-- Begin --

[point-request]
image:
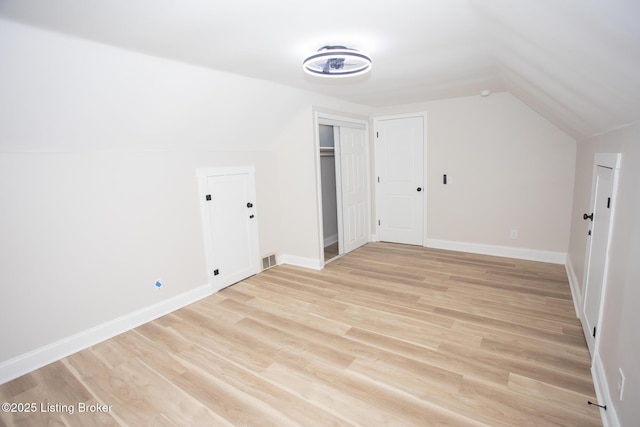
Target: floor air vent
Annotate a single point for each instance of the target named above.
(268, 262)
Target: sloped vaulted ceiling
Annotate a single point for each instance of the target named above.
(577, 62)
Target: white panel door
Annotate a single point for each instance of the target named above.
(231, 230)
(600, 221)
(400, 180)
(352, 150)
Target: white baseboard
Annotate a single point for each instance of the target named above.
(312, 263)
(574, 285)
(330, 240)
(503, 251)
(23, 364)
(609, 416)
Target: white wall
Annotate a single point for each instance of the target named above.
(507, 167)
(619, 337)
(98, 155)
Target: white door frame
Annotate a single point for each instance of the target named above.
(611, 161)
(376, 122)
(203, 174)
(329, 119)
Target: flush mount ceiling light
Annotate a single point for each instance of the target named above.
(337, 61)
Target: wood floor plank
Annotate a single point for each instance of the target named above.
(386, 335)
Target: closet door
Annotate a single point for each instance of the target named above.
(352, 149)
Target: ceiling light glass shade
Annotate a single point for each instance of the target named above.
(337, 61)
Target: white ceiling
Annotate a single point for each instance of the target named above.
(577, 62)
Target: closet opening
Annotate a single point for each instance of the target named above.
(329, 191)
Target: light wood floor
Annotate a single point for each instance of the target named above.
(387, 335)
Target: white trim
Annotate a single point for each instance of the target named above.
(327, 119)
(574, 285)
(503, 251)
(313, 263)
(23, 364)
(376, 121)
(337, 121)
(203, 174)
(330, 240)
(609, 416)
(613, 162)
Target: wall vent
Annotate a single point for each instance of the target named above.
(268, 262)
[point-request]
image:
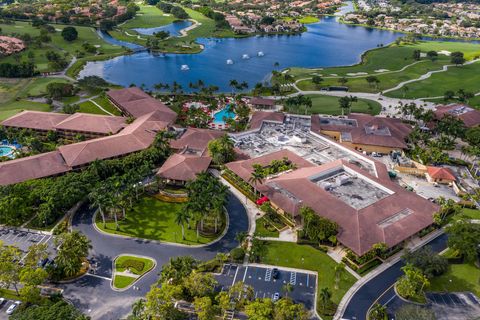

-- End --

_SHORT PROBLEM:_ Find every line in the data above that contains the word "door", and copy each of those lines in full.

_REPLY TO THE TASK:_
Target: white panel door
Target: white door frame
Target: closet door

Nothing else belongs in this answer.